= APPLY WHAT YOU READ =
#1 In the news article on the BA.5 subvariant below, rewrite the paragraph beginning "According to the CDC data" as a short bulleted list that keeps its main figures.
#2 According to the news article on the BA.5 subvariant, what share of lab tests in the Mount Sinai health system does the new subvariant represent?
#3 Output the passage of the news article on the BA.5 subvariant starting with "Although the formula" and going on through "be less deadly.".

= EXCERPT PROVIDED =
A COVID-19 testing site in Brooklyn earlier this year.

A COVID-19 testing site in Brooklyn earlier this year. Credit: Getty Images / Spencer Platt

Omicron's BA.5 subvariant is now the dominant COVID-19 strain in the United States and accounts for nearly half of infections in the New York region, according to the latest Centers for Disease Control and Prevention data.

While it appears to be less deadly and causes fewer hospitalizations than variants before omicron, this subvariant is especially efficient at infecting vaccinated people, those with natural immunity from previous infections, or both, according to experts.

“What’s been happening with these new variants is, they are becoming more and more and more capable of entering people who are otherwise immune, and the way that it does that is slowly by changing in a way that your body doesn’t recognize it as COVID anymore, or doesn’t react in the same way,” said Sean Clouston, an associate professor and epidemiologist at Stony Brook University who studies population health.

He said that it's likely the spike protein, which coronavirus uses to attach to human cells, has mutated.

What to know

  • BA.5 is efficient at infecting even those who have been vaccinated against COVID-19, previously infected by coronavirus — or both.  
  • Like its relative, the original omicron variant that spread wildly starting last year, BA.5 is apparently less deadly and causes fewer hospitalizations than earlier variants such as delta.
  • BA.5 now accounts for 53.6% of infections nationwide — up from 9.6% a month ago.

According to the CDC data, 46.2% of infections for the week ending July 2 were BA.5 in an agency-designated region that includes New York, New Jersey, Puerto Rico and the Virgin Islands — and 53.6% nationwide. A month ago, BA.5 was 8.5% in the region and 9.6% nationwide.                         

The data comes as the U.S. last month moved closer to updating COVID-19 boosters for the fall: In late June, federal government advisers voted to recommend modified shots that better respond to the latest virus strains.

Although the formula has yet to be decided, it’s anticipated that a tweaked formulation would offer specific protection against omicron and its subvariants, which began to sweep the world starting around Thanksgiving. Omicron and its subvariants are more infectious than previous strains but appear to be less deadly.

In the Mount Sinai health system, the rate of the new subvariant represents between an estimated 25% and 50% of lab tests, according to Dr. Aaron Glatt, the chairman of Mount Sinai South Nassau hospital’s department of medicine.

= DATA EXTRACT =
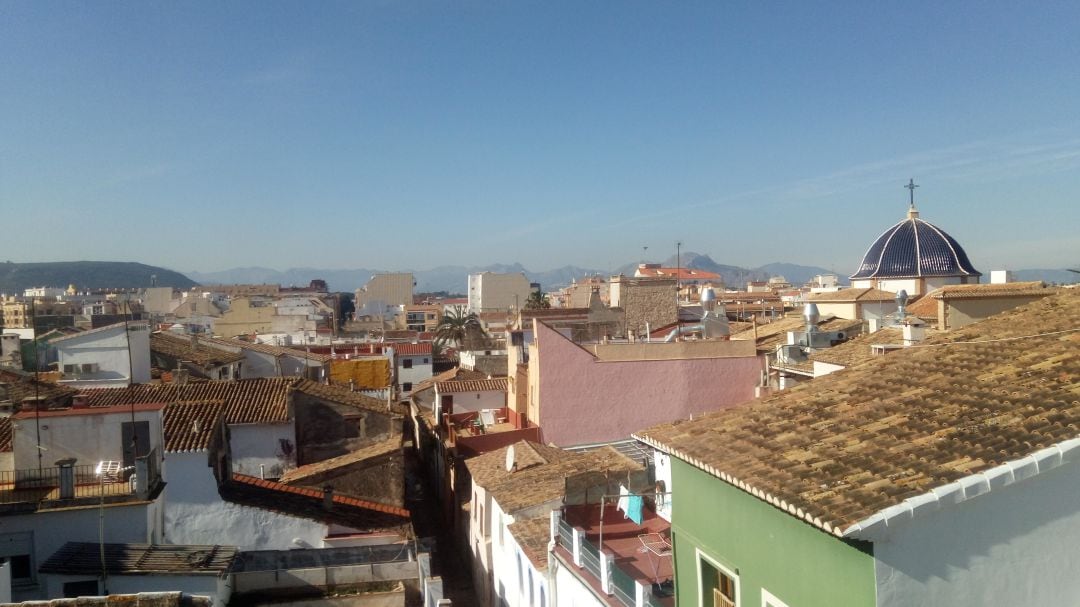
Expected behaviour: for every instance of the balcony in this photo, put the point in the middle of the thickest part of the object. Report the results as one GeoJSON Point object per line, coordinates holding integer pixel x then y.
{"type": "Point", "coordinates": [631, 564]}
{"type": "Point", "coordinates": [69, 484]}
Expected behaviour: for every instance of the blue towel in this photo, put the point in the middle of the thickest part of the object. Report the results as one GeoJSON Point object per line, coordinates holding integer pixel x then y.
{"type": "Point", "coordinates": [634, 509]}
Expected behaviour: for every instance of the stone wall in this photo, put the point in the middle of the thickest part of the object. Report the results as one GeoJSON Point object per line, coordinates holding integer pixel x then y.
{"type": "Point", "coordinates": [645, 301]}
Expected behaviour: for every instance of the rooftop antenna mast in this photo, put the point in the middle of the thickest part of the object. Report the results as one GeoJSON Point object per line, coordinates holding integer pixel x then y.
{"type": "Point", "coordinates": [678, 284]}
{"type": "Point", "coordinates": [910, 208]}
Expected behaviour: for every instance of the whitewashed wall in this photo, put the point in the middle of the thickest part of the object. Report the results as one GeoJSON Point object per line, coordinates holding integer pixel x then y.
{"type": "Point", "coordinates": [196, 513]}
{"type": "Point", "coordinates": [212, 587]}
{"type": "Point", "coordinates": [89, 437]}
{"type": "Point", "coordinates": [419, 372]}
{"type": "Point", "coordinates": [476, 401]}
{"type": "Point", "coordinates": [1013, 545]}
{"type": "Point", "coordinates": [571, 592]}
{"type": "Point", "coordinates": [52, 529]}
{"type": "Point", "coordinates": [256, 445]}
{"type": "Point", "coordinates": [521, 582]}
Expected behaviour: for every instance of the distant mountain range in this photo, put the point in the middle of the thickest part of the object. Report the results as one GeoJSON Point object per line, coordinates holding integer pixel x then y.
{"type": "Point", "coordinates": [16, 278]}
{"type": "Point", "coordinates": [454, 279]}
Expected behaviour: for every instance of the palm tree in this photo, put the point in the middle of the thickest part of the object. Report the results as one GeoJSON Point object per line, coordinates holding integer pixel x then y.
{"type": "Point", "coordinates": [537, 300]}
{"type": "Point", "coordinates": [457, 325]}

= EXPECTED RESPONSES =
#1
- Week ending July 2, region covering New York, New Jersey, Puerto Rico and the Virgin Islands: 46.2% of infections were BA.5.
- Same week, nationwide: 53.6% of infections were BA.5.
- A month earlier: BA.5 was 8.5% in the region and 9.6% nationwide.

#2 An estimated 25% to 50%.

#3
Although the formula has yet to be decided, it’s anticipated that a tweaked formulation would offer specific protection against omicron and its subvariants, which began to sweep the world starting around Thanksgiving. Omicron and its subvariants are more infectious than previous strains but appear to be less deadly.